■ Page excerpt ■
• • • •
For Pro-Bono, basic CV advice/comment, please feel free to contact me.
For more comprehensive, bespoke advice, career planning, interview training and assessment see here
CV Stats
A recent Survey amongst over 1000 HR Professionals also made the following CV recommendations:
*Incompletely or inaccurately addressed CVs and CV cover letters were rejected immediately by 83% of HR departments.
*72% of HR departments said they didn’t like (or ignored) personal profiles on CVs.
*62% of HR departments said they ignored summaries and relied on relevant information being in the body of the CV.
*68% of HR professionals admitted they didn’t read covering letters/emails.
*CVs and cover letters addressed to a named person were significantly favoured over those addressed to a generic job title by 55% of HR departments.
*63% of HR departments said that the inclusion of a photograph with the CV adversely affected their opinion of the applicant.
Great Tips Gary
Why reverse chronological order? And why name as title? Just interested.
Thanks, you can expect my effort in this year!
Reverse chronology so that most recent (and most relevant) is first.
Name as title as it makes the document cleaner and it’s obvious it’s a CV!
Great blog. At what point do you think age starts to work against?
Officially, never.
Candidly, it depends on the role. Age is more about attitude & demeanour. People can be ‘older’ at 30 than others are at 50. It’s also about the onward career progression. I placed more over 50s last year than I can ever remember, and the average age of placements has increased every year for the last 5.
Great Guide Gary.
What is the optimum length in your opinion?
A page per 10 years of your career, plus a page with general info is a very very rough rule of thumb. Much more that 4 pages and it needs to contain a lot of VERY relevant data
Great tips Gary, really interesting to get the take from someone who is trully on the inside.
What kind of fonts would you recommend? (and oppose?)
Avoid standard fonts. Ariel/Times/etc. Definitely avoid ComicSans!!
I like modern fonts like calibre, cambria and some more off-the-wall traditional twist ones like georgia and garamond.
Great blog Gary, some really good tips there.
Not sure I agree on the age thing, but some great advice!
HNY all the same
Mandy x
Thanks Mandy – age is always contentious. I always promote honesty. Happy to chat through the subject though. gary@garychaplin.com
Happy New Year to you too!
Good common sense advice Gary, luckily I follow more of it already.
• • • •
■ Excerpted records ■

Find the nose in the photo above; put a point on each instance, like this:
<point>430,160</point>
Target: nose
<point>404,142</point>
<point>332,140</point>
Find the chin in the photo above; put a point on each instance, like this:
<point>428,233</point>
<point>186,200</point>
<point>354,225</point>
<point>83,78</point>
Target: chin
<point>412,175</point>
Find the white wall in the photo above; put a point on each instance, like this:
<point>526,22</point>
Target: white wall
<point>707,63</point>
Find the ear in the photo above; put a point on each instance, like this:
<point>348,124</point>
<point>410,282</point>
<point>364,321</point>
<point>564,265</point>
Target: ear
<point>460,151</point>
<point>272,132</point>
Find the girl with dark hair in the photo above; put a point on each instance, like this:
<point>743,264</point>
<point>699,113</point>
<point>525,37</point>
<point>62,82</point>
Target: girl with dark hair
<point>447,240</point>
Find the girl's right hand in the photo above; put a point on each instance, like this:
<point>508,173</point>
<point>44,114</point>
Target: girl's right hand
• • • •
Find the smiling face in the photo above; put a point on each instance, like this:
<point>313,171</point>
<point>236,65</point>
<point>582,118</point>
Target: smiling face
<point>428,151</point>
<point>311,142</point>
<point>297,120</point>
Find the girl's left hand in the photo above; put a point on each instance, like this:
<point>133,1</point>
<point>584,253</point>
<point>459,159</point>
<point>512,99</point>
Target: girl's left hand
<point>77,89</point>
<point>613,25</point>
• • • •
■ Questions to answer ■
- a) From the CV tips page, duplicate the passage that begins with the words containing "Reverse chronology so" and ends with "Officially, never.".
- b) Answer these questions using the CV tips page:
(i) What percentage of HR departments said including a photograph with a CV adversely affected their opinion of the applicant?
(ii) What rough rule of thumb for CV length is given?
(iii) Which font should definitely be avoided?
- c) Resume the CV tips page and its comment thread after the last comment shown.

■ Answers to each task ■
- a)
Reverse chronology so that most recent (and most relevant) is first.
Name as title as it makes the document cleaner and it’s obvious it’s a CV!
Great blog. At what point do you think age starts to work against?
Officially, never.

- b)
(i) 63%
(ii) A page per 10 years of your career, plus a page with general info.
(iii) ComicSans

- c)
Are CVs a thing of the past though? what do you think about Video CVs? are they the future?
Dan
CVs are still vital. Basic data. Video CV can be fun, but only in very specific fields. I can’t see them ever being widely used for general role.
Supplementing a traditional CV however…….?
Why is summarising experiance such a bad thing? If you have the skills, you have the skills. What else matters?
Your industry is too hung up on findng reasons to reject people and ignore skills because they are a few years out of date.
It is important to understand what you have done, and when. Something critical that you have not done for over 20 years can often be less relevant than if you were doing it yesterday. Some skills never wain, but with most things, there has been huge development in the last 5 years, let alone 20/25/30.
My industry is here to find the best. The professional that has bang up to date exposure is likely to be more relevant than the professional whose experience is a decade out of date.
As i’ve said in another blog. If your child needed knee surgery – you would rather have a surgeon that had done the procedure every day for the last 5 years than the guy that hasn’t done any knee surgery for 20 years!
Useful article Gary. You’ve caused me to re-write my own CV! One question, you say no stories. How is it best to detailed an 8 year career within one business? It does seem like a story!
Thanks again
Notes and bulleted information – easier to read, better to understand!
Great blog, great read. What are your tips regarding covering letters? Seems even more important in this day of emails and remote access?
Thanks
Marie
Covering letter are best kept short, but due to the prevalence of email, a very short attention grabbing cover email is vital. But brief. If I need to scroll, I probably won’t!
Putting a date of birth on a CV is now illegal. Recommending people do it is very foolish.
Monica (HR Director)
I have always been told the same. Disclosing ages is illegal.
Hi Monica. Sorry, but putting your date of birth on your CV is NOT illegal. Indeed, for the reasons I explain above, I would strongly recommend it.
The only legality comes from age discrimination – it is now illegal (in most cases) to discriminate based on age.
It’s the same thing. Only if you wish to be party to discrimination based on age would you include your age or date of birth, which make you complicit to an illegal act. No DOB its the law. My staff retold to reject any cv that includes one.
Sorry Monica. Dates of Birth are not only legal, they are recommended. Advising the removal of age to prevent age discrimination is the same as removing your name to prevent sex discrimination.
I’m happy to chat this through with you. You can contact me on gary@garychaplin.com
LOL at illegal. I can see the SWAT teams knocking on your door and taking you away for illegal use of your age on your cv. HAHA
Great blog Gary. Very useful.
What is your opinion about temporary roles on CVs?
Include everything Dave! Never leave gaps!
Gary, great piece, thanks. It’s pushed me into lookng at my own CV.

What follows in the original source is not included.